### Exercise objective
Pull out the lines from the one that contains "Locate the blue tarp;" through the one that contains "<point>395,228</point>", both included, and reproduce them exactly. Leave the pictures out.

----------

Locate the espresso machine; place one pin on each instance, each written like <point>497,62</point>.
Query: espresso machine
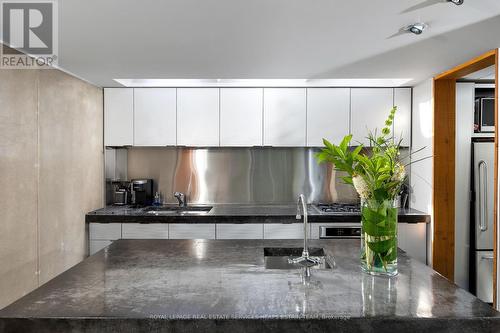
<point>142,192</point>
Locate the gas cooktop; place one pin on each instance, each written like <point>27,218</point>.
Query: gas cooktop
<point>336,208</point>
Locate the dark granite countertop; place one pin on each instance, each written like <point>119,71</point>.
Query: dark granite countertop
<point>237,213</point>
<point>223,286</point>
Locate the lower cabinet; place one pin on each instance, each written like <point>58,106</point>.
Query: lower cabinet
<point>240,231</point>
<point>192,231</point>
<point>284,231</point>
<point>103,234</point>
<point>98,245</point>
<point>412,238</point>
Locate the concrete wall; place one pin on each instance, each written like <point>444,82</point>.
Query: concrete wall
<point>421,172</point>
<point>51,174</point>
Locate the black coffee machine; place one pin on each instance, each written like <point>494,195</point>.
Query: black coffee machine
<point>142,192</point>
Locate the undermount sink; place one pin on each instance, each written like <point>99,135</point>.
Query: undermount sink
<point>277,257</point>
<point>170,210</point>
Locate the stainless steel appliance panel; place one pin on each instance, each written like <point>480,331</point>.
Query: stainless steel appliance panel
<point>484,154</point>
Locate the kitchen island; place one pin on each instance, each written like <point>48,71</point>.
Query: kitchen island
<point>224,286</point>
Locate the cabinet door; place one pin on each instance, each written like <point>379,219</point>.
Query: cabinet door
<point>192,231</point>
<point>369,110</point>
<point>198,117</point>
<point>285,117</point>
<point>241,117</point>
<point>327,115</point>
<point>402,119</point>
<point>240,231</point>
<point>145,231</point>
<point>118,116</point>
<point>98,245</point>
<point>412,238</point>
<point>484,276</point>
<point>154,116</point>
<point>284,231</point>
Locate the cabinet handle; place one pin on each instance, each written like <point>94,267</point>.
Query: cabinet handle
<point>483,196</point>
<point>490,257</point>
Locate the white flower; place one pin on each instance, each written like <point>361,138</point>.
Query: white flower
<point>399,173</point>
<point>361,186</point>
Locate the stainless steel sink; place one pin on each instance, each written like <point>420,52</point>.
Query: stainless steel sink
<point>171,210</point>
<point>278,257</point>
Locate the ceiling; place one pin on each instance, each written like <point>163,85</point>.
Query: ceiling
<point>102,40</point>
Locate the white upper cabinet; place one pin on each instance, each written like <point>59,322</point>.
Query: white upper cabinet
<point>241,117</point>
<point>285,117</point>
<point>118,116</point>
<point>402,119</point>
<point>327,115</point>
<point>198,117</point>
<point>154,116</point>
<point>370,108</point>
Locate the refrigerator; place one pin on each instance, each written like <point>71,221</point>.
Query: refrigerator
<point>483,159</point>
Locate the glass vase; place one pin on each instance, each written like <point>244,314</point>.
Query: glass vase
<point>379,237</point>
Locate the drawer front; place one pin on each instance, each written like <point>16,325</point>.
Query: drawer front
<point>484,276</point>
<point>240,231</point>
<point>145,231</point>
<point>315,227</point>
<point>105,231</point>
<point>284,231</point>
<point>192,231</point>
<point>97,245</point>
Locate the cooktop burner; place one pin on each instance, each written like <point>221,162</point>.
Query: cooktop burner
<point>339,208</point>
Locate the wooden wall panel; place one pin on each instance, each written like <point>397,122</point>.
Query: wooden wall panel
<point>444,177</point>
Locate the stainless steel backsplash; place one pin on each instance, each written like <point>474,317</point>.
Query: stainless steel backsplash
<point>238,175</point>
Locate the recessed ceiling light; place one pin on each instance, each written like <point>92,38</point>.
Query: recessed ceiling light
<point>366,82</point>
<point>416,28</point>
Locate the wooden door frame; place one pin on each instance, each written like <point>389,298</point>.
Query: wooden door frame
<point>443,244</point>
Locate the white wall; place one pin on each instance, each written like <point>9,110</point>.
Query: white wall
<point>498,228</point>
<point>421,172</point>
<point>463,135</point>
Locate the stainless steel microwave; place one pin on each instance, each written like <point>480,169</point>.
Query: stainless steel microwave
<point>487,114</point>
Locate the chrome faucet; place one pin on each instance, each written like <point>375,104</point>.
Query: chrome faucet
<point>181,197</point>
<point>305,259</point>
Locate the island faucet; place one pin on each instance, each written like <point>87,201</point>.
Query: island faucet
<point>181,197</point>
<point>305,259</point>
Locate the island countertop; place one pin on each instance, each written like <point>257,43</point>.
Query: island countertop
<point>223,286</point>
<point>238,213</point>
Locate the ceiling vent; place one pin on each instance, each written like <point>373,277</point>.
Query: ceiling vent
<point>416,28</point>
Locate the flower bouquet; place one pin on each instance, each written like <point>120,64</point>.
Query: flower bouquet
<point>377,173</point>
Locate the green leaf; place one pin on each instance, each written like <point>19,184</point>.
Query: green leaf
<point>382,246</point>
<point>381,194</point>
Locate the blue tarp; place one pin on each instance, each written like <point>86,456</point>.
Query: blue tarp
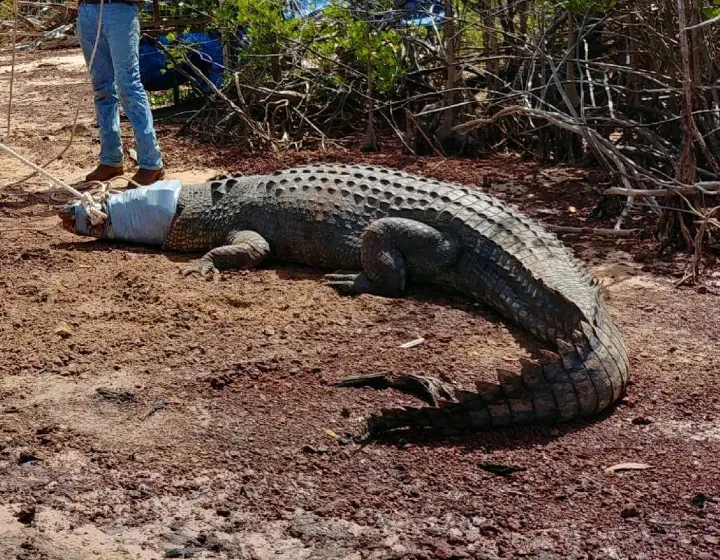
<point>156,76</point>
<point>207,56</point>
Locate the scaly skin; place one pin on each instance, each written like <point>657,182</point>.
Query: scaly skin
<point>395,228</point>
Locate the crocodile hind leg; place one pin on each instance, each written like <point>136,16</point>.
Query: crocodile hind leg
<point>394,249</point>
<point>242,249</point>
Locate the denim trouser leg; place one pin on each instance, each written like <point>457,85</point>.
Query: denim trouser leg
<point>117,57</point>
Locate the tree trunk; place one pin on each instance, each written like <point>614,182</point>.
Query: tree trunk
<point>448,119</point>
<point>676,226</point>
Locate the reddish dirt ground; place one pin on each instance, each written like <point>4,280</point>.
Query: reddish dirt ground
<point>252,455</point>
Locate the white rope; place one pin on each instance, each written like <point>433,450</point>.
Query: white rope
<point>91,206</point>
<point>80,99</point>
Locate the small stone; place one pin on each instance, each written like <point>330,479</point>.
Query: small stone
<point>630,510</point>
<point>455,536</point>
<point>319,449</point>
<point>64,331</point>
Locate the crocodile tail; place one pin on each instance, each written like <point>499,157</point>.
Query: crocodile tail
<point>589,373</point>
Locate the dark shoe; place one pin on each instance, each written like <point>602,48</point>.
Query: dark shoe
<point>105,172</point>
<point>146,177</point>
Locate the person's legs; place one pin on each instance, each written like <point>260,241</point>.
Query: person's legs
<point>106,97</point>
<point>121,27</point>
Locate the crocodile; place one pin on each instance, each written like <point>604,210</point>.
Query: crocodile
<point>380,230</point>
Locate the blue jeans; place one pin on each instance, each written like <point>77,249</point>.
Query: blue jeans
<point>116,77</point>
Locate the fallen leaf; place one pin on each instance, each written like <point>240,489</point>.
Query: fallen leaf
<point>628,467</point>
<point>501,470</point>
<point>412,343</point>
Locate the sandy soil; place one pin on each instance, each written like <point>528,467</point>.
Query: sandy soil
<point>252,455</point>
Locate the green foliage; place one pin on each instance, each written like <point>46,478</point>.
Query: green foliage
<point>713,10</point>
<point>579,6</point>
<point>341,35</point>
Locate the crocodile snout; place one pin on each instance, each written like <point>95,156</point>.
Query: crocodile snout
<point>67,215</point>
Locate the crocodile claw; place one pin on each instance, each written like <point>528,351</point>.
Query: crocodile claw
<point>204,268</point>
<point>346,284</point>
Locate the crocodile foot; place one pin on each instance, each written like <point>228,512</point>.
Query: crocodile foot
<point>429,389</point>
<point>349,284</point>
<point>203,267</point>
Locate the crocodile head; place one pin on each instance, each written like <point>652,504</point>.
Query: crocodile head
<point>75,220</point>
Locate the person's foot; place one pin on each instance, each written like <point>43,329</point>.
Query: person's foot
<point>148,176</point>
<point>105,173</point>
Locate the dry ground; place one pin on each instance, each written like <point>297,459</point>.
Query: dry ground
<point>251,458</point>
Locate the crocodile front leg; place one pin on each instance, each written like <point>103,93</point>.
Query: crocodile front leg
<point>242,249</point>
<point>394,249</point>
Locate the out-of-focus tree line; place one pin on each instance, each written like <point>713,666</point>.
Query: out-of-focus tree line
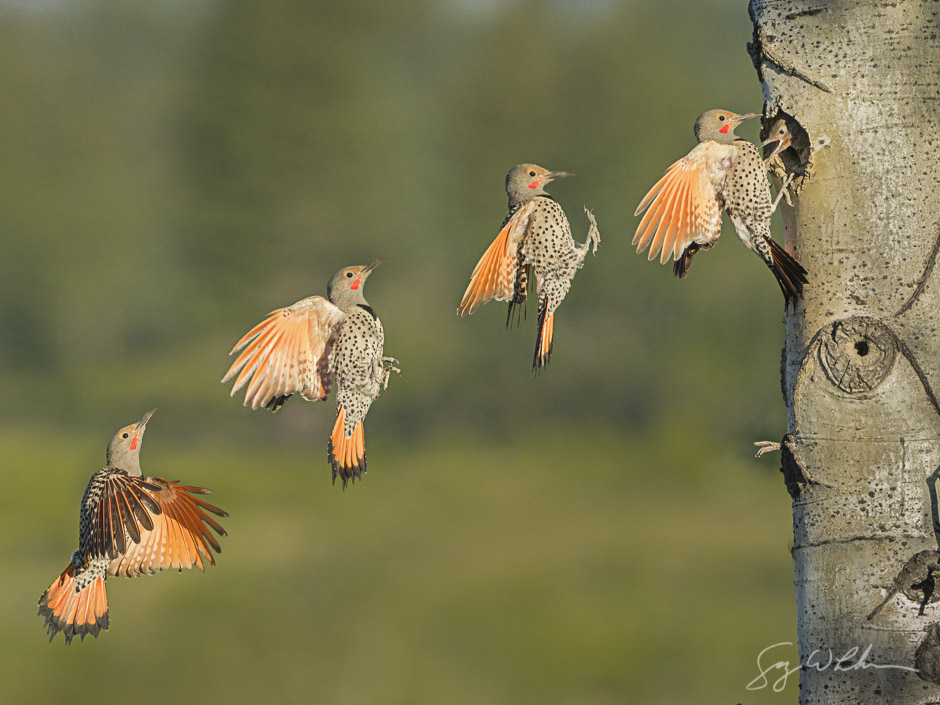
<point>173,171</point>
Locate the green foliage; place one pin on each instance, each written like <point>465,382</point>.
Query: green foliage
<point>173,171</point>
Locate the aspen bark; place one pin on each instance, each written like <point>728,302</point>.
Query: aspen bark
<point>859,85</point>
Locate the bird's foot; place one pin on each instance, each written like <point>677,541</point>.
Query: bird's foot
<point>766,447</point>
<point>389,365</point>
<point>784,192</point>
<point>594,235</point>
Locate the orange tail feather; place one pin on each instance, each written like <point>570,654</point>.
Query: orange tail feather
<point>546,334</point>
<point>71,612</point>
<point>347,455</point>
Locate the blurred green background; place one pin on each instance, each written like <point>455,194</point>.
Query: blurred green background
<point>171,171</point>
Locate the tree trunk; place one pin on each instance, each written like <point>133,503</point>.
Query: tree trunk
<point>861,367</point>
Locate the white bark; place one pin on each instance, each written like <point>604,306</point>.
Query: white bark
<point>862,358</point>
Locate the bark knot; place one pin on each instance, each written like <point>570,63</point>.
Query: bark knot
<point>857,354</point>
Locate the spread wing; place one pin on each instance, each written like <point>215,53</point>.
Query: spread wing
<point>126,509</point>
<point>684,206</point>
<point>494,277</point>
<point>178,536</point>
<point>287,353</point>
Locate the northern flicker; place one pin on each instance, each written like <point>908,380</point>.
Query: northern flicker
<point>778,139</point>
<point>723,172</point>
<point>300,349</point>
<point>534,237</point>
<point>129,525</point>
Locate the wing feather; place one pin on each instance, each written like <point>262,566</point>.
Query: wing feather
<point>494,276</point>
<point>283,354</point>
<point>179,537</point>
<point>683,206</point>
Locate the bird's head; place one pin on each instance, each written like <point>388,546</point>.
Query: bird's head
<point>718,125</point>
<point>526,181</point>
<point>346,285</point>
<point>124,448</point>
<point>778,139</point>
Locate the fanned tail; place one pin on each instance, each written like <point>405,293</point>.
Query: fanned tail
<point>74,613</point>
<point>544,338</point>
<point>789,273</point>
<point>347,455</point>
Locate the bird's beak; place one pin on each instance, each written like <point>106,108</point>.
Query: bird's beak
<point>372,265</point>
<point>140,425</point>
<point>552,175</point>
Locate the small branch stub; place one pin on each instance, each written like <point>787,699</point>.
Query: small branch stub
<point>857,354</point>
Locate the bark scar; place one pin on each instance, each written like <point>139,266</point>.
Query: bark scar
<point>761,52</point>
<point>925,275</point>
<point>916,580</point>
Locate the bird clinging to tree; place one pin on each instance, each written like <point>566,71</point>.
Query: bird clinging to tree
<point>535,236</point>
<point>129,525</point>
<point>302,348</point>
<point>723,172</point>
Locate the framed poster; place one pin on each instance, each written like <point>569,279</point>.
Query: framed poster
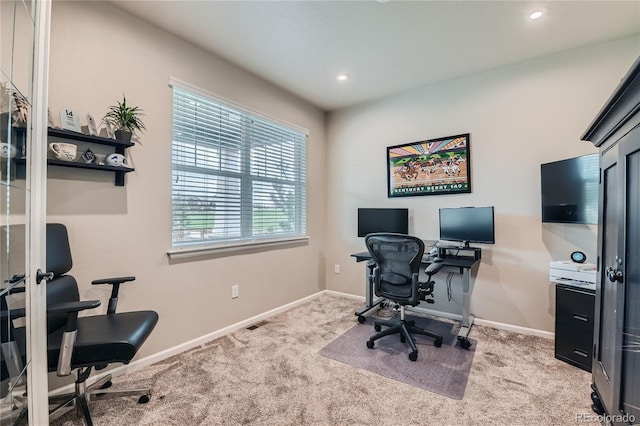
<point>432,167</point>
<point>91,125</point>
<point>70,120</point>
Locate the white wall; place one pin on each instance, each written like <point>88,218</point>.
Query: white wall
<point>518,117</point>
<point>97,54</point>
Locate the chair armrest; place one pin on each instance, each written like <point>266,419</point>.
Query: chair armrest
<point>117,280</point>
<point>113,300</point>
<point>69,307</point>
<point>70,330</point>
<point>13,314</point>
<point>434,268</point>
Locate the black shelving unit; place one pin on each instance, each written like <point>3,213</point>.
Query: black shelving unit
<point>119,148</point>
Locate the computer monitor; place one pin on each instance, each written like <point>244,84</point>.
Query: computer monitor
<point>372,220</point>
<point>467,225</point>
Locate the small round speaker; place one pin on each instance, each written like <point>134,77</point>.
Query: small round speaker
<point>578,257</point>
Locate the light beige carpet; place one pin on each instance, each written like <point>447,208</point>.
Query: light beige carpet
<point>274,375</point>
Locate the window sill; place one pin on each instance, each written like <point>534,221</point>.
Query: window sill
<point>234,247</point>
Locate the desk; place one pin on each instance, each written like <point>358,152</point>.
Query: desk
<point>467,266</point>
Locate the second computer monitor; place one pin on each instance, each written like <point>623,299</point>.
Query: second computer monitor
<point>467,225</point>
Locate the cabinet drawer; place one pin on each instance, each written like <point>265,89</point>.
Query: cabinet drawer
<point>574,326</point>
<point>579,354</point>
<point>574,306</point>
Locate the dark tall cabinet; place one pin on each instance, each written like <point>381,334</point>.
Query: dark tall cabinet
<point>616,349</point>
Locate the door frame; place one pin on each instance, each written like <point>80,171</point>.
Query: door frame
<point>37,380</point>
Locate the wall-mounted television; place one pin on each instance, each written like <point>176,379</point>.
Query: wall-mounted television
<point>570,190</point>
<point>467,225</point>
<point>372,220</point>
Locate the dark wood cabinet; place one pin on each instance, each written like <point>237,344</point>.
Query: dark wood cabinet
<point>574,325</point>
<point>616,350</point>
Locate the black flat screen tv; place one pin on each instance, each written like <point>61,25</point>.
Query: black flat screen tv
<point>372,220</point>
<point>570,190</point>
<point>467,225</point>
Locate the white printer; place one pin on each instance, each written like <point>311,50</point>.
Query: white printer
<point>572,273</point>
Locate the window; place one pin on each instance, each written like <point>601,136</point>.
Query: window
<point>238,178</point>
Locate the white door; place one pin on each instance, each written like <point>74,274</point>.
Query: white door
<point>24,35</point>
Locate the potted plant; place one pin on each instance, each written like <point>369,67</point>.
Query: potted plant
<point>125,118</point>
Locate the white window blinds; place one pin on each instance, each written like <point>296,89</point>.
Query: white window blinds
<point>237,177</point>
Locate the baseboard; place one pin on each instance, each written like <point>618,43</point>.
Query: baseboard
<point>515,328</point>
<point>345,295</point>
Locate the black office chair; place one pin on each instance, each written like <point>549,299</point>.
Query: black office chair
<point>84,343</point>
<point>395,277</point>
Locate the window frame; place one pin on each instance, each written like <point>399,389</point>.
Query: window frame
<point>247,175</point>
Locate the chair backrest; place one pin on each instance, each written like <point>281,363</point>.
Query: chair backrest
<point>397,258</point>
<point>62,288</point>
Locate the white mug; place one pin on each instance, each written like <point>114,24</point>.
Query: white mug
<point>117,160</point>
<point>64,151</point>
<point>7,151</point>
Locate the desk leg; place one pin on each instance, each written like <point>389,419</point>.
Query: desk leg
<point>370,303</point>
<point>467,317</point>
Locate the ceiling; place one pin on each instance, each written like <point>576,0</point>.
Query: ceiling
<point>386,47</point>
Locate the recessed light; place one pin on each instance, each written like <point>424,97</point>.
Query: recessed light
<point>535,15</point>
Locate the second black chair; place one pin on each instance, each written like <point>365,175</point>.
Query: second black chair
<point>89,342</point>
<point>395,277</point>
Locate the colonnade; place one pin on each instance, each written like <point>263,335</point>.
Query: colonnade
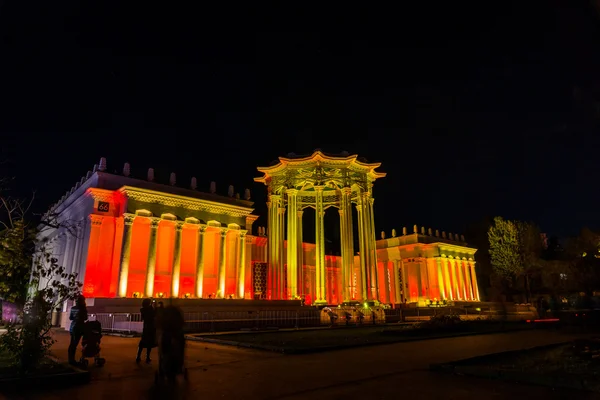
<point>289,285</point>
<point>451,278</point>
<point>155,225</point>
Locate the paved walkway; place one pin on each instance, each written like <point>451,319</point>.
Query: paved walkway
<point>378,372</point>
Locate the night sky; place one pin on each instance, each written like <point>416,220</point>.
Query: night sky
<point>473,111</point>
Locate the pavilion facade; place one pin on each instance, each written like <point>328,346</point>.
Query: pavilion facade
<point>128,237</point>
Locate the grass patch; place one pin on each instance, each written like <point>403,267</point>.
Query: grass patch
<point>322,339</point>
<point>575,365</point>
<point>45,368</point>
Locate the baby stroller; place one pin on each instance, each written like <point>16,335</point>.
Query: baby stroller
<point>171,346</point>
<point>92,335</point>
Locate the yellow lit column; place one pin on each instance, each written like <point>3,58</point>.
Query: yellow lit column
<point>362,250</point>
<point>461,279</point>
<point>292,244</point>
<point>474,280</point>
<point>125,254</point>
<point>300,248</point>
<point>347,246</point>
<point>441,281</point>
<point>372,248</point>
<point>467,275</point>
<point>320,247</point>
<point>151,266</point>
<point>241,272</point>
<point>222,263</point>
<point>200,262</point>
<point>396,276</point>
<point>456,288</point>
<point>176,261</point>
<point>282,256</point>
<point>273,244</point>
<point>450,289</point>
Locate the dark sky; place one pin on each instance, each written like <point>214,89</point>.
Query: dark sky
<point>473,110</point>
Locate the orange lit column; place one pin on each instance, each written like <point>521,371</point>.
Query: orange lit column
<point>396,276</point>
<point>283,292</point>
<point>320,247</point>
<point>125,254</point>
<point>151,266</point>
<point>90,280</point>
<point>200,262</point>
<point>362,249</point>
<point>441,281</point>
<point>241,270</point>
<point>300,248</point>
<point>372,246</point>
<point>474,280</point>
<point>222,263</point>
<point>292,244</point>
<point>176,261</point>
<point>447,278</point>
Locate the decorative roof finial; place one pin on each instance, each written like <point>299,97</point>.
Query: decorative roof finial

----------

### Result below
Locate the blue tarp; place one pin on each instance, each written like <point>86,456</point>.
Query: blue tarp
<point>156,76</point>
<point>207,56</point>
Locate the scaly skin; place one pin on each instance, each written like <point>657,182</point>.
Query: scaly skin
<point>395,228</point>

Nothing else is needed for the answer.